• _Korte opdracht_
Schrijf alle onderstaande vermeldingen woordelijk over, in dezelfde volgorde en zonder iets weg te laten.

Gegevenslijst
****************
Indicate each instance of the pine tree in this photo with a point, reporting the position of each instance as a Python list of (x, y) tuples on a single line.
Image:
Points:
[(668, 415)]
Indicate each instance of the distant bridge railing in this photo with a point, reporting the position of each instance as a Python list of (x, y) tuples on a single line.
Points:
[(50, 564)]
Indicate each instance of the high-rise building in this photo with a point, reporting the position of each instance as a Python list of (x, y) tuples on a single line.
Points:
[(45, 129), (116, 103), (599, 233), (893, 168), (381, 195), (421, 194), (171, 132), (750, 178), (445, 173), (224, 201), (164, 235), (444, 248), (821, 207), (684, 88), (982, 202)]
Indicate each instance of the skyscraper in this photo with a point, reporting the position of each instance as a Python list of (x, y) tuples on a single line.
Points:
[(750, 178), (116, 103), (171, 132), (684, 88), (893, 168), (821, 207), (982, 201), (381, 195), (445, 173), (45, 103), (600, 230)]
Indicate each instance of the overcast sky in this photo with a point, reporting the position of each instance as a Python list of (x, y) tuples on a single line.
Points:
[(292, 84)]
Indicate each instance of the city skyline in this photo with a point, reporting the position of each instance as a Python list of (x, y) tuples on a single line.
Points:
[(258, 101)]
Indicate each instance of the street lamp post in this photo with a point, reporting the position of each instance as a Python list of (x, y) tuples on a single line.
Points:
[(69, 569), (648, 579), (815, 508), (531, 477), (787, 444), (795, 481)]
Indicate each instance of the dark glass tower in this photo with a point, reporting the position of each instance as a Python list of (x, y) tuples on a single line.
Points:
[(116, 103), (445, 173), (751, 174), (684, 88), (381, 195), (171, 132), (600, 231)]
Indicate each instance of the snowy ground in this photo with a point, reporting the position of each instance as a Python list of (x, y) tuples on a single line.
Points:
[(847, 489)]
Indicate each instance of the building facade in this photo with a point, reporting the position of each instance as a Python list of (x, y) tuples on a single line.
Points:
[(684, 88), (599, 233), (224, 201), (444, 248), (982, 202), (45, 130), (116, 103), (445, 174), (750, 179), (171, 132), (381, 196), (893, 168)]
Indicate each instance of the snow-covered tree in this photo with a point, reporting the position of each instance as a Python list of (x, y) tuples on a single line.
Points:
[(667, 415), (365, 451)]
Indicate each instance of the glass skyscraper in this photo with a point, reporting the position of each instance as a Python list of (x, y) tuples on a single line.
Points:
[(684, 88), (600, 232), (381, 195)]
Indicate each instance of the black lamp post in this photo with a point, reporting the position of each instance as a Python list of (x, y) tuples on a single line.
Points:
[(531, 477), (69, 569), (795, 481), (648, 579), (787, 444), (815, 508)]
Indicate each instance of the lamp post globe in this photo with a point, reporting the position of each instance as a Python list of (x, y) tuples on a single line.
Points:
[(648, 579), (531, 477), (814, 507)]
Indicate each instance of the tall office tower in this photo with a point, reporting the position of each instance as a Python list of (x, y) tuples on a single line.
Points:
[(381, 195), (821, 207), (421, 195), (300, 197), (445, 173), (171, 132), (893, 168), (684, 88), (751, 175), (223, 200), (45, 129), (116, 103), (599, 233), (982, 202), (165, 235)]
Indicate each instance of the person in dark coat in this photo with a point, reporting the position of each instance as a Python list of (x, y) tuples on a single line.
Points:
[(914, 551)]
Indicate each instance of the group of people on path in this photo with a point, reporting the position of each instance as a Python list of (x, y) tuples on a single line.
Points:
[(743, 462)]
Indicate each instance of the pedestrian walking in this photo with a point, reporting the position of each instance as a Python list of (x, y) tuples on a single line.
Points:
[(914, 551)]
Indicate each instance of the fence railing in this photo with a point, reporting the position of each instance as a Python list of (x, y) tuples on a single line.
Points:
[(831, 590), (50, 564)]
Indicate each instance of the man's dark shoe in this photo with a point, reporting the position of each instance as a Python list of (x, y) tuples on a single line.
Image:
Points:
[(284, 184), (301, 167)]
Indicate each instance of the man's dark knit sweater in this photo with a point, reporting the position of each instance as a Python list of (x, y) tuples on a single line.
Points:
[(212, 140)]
****************
• _Verwachte uitvoer_
Indicate each instance of the pine tree in this photo with a point, reporting the position of each instance as a Python list of (x, y) tuples on a single line.
Image:
Points:
[(668, 415)]
Indicate each instance of the distant bridge railing in this photo with a point, reporting the position of each instance as a Python list of (x, y) tuples on a single line.
Points:
[(50, 564)]
Indicate each instance of the high-rise building in this photo with a point, reporting the position of each instance as a Python list of (x, y) tuples on a single line.
Points:
[(45, 129), (116, 103), (599, 233), (893, 168), (381, 195), (421, 194), (171, 132), (750, 178), (445, 173), (224, 201), (164, 235), (444, 248), (821, 207), (684, 88), (982, 202)]
Indicate each instance of the skyscraper in this photo with a point, reporting the position of each instance as a Python list of (x, y) tuples on a single line.
Points:
[(750, 178), (116, 103), (171, 132), (684, 88), (893, 168), (821, 207), (982, 201), (381, 195), (445, 173), (45, 103), (600, 230)]
Indicate each instance of the overcast sky in this photo with a point, reporting the position of each instance as a Python list of (x, y) tuples on a single line.
Points:
[(292, 84)]
Indicate each instance of the city skyline in this photo with a point, reporting the position of each instance as a Python list of (x, y) tuples on a single line.
Points:
[(258, 101)]
Indicate each instance of the street lamp post in this photo with a point, reporting the position of each instance as a Python list of (x, y) tuples on a single line.
Points:
[(69, 569), (648, 579), (815, 508), (531, 477), (787, 444), (795, 481)]
Indicate each instance of the dark glass tower in this photo with a point, reporting the position of each instance as a Python list of (x, y) tuples on a single line.
Points:
[(116, 103), (445, 173), (751, 174), (684, 88), (381, 195), (171, 132), (600, 231)]
Indicate each instance of the snowy ground in this photo with a point, reporting the position of each instance as a Python list of (x, y) tuples on a single line.
Points:
[(847, 489)]
Indicate each instance of the building facade in this photo with a point, reporting the position of each instance as a Python list of (x, y) tuples on a single line.
Points:
[(684, 88), (599, 233), (224, 201), (444, 248), (982, 202), (45, 130), (116, 103), (445, 174), (750, 179), (171, 132), (381, 196), (893, 168)]
Indicate each instance of the snow-covered tree in this photo with a point, reporting the position of each instance as a Python list of (x, y) tuples on a single line.
Points:
[(667, 415), (365, 451)]
Indicate each instance of the glass skyscraper in this photo with a point, reporting the position of each instance as a Python list of (x, y) tuples on a single line.
Points:
[(684, 88), (600, 232), (381, 195)]
Indicate each instance of the black lamp post in this photo with a point, reporting the position of each instance as a Python list of (x, y) tuples on a single line.
Points:
[(531, 477), (69, 569), (795, 481), (648, 579), (787, 444), (815, 508)]
Indicate each instance of the lamp post globe in this photo with a point, reporting the position of each instance as a Python list of (x, y) tuples on a single line.
Points:
[(648, 579), (531, 477), (814, 507)]
Indicate each instance of the tall office tower in this photo with a point, reporting the position of each instance as a Python list of (x, y) tuples on a single line.
Points:
[(381, 195), (821, 207), (421, 195), (300, 197), (445, 173), (171, 132), (893, 168), (684, 88), (751, 175), (223, 200), (45, 129), (116, 103), (599, 233), (982, 202), (165, 235)]
Indicate each instance of the person in dark coat in this photo with a point, reporting the position of each instance as a Python list of (x, y) tuples on a single line.
Points:
[(914, 551)]
Indicate each instance of the group of people on path in this photo with a point, reporting the position of each instance as a Python list of (x, y) tuples on a single line.
Points:
[(743, 462)]
Indicate each instance of the pedestrian walking in this photo with a point, reporting the position of each instance as a Python list of (x, y) tuples on a single line.
Points:
[(914, 551)]
Indicate each instance of the fence railing in this photo with a point, reporting the position of each instance as a Python list of (x, y) tuples on a single line.
Points:
[(831, 590), (50, 564)]
Indicate each instance of the man's dark shoe in this photo with a point, reporting the position of each instance as a Python list of (x, y) tuples on a single line.
Image:
Points:
[(284, 184), (301, 167)]
Indicate each instance of the man's dark knit sweater in this photo with a point, reporting the position of each instance as a Python list of (x, y) tuples on a single line.
Points:
[(212, 140)]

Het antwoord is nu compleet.